RECORDS FOR THE EXERCISE -

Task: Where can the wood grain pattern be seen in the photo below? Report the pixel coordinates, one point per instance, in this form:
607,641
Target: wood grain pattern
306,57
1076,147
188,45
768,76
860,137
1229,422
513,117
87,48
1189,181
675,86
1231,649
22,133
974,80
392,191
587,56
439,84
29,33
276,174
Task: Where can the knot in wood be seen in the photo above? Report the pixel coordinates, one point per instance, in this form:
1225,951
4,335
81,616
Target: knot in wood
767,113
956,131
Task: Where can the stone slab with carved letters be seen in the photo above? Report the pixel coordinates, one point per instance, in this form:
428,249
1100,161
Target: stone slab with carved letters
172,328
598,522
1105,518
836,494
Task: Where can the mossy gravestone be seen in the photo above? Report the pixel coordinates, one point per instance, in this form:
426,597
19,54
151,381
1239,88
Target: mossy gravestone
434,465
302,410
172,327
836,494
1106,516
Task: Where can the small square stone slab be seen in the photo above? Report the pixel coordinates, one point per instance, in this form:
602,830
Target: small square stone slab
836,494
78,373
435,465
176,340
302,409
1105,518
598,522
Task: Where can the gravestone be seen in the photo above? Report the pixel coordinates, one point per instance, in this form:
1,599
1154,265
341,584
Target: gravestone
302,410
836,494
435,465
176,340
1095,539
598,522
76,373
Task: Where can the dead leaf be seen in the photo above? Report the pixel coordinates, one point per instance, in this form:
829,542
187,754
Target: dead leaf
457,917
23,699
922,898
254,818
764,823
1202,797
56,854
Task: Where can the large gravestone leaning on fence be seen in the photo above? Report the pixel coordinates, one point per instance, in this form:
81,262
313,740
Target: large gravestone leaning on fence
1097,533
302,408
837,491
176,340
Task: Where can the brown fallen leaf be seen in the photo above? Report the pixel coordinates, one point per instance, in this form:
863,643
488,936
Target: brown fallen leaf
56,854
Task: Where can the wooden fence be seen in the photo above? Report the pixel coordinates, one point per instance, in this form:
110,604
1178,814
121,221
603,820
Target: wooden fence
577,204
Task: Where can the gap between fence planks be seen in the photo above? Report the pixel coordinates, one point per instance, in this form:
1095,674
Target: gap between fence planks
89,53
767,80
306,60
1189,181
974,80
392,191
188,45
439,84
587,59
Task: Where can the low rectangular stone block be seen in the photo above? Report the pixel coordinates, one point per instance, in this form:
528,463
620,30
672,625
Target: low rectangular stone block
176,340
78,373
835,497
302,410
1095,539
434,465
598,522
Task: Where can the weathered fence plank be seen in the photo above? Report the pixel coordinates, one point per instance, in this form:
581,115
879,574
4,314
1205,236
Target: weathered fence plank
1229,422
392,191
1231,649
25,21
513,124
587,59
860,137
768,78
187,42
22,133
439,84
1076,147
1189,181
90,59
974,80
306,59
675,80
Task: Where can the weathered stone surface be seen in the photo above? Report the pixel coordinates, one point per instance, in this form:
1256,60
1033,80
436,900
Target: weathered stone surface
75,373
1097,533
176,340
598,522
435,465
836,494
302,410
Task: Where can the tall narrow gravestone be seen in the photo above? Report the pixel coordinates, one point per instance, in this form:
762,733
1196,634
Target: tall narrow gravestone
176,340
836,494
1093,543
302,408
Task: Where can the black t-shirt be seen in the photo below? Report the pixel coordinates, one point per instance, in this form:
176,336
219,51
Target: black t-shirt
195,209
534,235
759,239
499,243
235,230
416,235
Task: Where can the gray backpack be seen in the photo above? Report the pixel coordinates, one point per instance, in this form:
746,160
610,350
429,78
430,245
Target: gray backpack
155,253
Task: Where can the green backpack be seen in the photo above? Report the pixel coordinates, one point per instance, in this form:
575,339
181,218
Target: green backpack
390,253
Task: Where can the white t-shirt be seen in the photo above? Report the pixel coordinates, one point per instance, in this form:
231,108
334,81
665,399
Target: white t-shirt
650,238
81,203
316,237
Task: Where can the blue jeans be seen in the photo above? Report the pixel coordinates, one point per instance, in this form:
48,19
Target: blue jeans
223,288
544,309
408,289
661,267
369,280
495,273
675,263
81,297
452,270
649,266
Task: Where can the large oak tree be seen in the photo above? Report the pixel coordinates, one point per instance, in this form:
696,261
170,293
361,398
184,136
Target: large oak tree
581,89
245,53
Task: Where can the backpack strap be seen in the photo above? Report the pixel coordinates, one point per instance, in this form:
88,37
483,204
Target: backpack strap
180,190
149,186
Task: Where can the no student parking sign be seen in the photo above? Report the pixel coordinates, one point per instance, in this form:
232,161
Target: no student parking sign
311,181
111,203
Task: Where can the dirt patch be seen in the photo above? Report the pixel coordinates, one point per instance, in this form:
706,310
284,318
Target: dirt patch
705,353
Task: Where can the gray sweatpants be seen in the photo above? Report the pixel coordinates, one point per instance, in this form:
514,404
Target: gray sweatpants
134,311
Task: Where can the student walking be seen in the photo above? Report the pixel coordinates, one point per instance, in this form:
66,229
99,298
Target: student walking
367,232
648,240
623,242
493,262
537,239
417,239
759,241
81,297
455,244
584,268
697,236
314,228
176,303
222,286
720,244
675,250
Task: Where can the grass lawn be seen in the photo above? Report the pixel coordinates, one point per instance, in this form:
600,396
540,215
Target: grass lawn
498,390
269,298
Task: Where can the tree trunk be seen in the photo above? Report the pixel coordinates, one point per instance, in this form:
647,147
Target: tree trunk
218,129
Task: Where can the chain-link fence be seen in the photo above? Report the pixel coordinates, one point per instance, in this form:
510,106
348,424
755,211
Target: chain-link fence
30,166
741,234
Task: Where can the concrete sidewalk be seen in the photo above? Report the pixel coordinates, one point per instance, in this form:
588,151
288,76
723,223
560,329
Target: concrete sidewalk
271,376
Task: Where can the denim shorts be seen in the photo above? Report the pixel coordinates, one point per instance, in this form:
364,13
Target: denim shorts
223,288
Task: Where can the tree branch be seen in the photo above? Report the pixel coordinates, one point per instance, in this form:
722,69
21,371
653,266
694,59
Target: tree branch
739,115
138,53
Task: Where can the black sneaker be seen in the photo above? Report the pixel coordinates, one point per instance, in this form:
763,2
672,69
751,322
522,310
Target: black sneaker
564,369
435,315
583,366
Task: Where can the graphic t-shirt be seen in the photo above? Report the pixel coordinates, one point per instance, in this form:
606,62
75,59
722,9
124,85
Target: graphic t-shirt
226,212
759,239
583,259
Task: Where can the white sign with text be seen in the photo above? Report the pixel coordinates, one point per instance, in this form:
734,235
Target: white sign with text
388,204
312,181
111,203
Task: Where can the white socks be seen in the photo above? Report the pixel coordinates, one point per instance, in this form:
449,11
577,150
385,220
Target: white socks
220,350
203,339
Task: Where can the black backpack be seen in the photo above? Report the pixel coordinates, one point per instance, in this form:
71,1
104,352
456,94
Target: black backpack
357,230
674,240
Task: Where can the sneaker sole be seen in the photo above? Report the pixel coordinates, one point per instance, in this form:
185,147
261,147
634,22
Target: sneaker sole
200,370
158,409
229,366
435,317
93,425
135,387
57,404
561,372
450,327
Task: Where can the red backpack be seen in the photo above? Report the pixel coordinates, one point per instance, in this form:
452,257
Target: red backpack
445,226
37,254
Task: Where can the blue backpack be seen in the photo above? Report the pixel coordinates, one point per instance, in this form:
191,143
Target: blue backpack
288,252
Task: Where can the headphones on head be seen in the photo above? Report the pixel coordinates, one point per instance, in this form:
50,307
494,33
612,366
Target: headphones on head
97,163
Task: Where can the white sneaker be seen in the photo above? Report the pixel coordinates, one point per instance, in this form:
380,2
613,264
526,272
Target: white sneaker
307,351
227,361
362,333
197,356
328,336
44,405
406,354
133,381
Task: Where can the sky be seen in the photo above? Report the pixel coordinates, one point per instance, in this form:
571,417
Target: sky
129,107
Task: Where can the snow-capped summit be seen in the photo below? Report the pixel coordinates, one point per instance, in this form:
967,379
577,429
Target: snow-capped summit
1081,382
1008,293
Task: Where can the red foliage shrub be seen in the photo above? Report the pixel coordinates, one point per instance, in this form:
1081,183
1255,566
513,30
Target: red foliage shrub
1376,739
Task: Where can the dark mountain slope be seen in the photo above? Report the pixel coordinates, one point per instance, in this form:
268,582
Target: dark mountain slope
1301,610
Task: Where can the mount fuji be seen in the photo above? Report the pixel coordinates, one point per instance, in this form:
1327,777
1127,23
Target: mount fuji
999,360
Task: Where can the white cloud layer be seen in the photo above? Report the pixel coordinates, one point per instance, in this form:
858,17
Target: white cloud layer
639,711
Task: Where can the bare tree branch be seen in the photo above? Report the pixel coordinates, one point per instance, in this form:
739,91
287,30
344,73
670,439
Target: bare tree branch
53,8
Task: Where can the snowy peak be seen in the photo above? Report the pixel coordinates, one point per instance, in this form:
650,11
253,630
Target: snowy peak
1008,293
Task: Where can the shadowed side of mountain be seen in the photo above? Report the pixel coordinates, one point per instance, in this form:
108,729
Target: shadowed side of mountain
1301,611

WHAT THE TASK ASKS - Write out only those lines that fall between the one containing "Target: mount fuji" and the end of the entries, the first and last included, exactly as they read.

OUTPUT FOR THIS TASK -
Target: mount fuji
999,360
Task: Where can the white cloud layer be seen in the photo above? Report the pixel coordinates, one point per instance, in this form:
858,17
Target: white cloud layer
639,711
Task: Where can the bare tree branch be seen in the photo above? Report the pixel coordinates, one point per instance, in this form:
739,91
287,30
344,73
670,439
Target: bare tree branch
53,8
Task: Where can the snowy peak be seen in the photo above? Report the pixel coordinates, one point per instance, in this form:
650,11
253,630
Target: snowy peak
1008,293
Task: Where can the shadowed side of mountain be seen in the photo above? Report the pixel coordinates, one point per instance, in this form:
108,729
Target: shadowed side of mountain
1301,611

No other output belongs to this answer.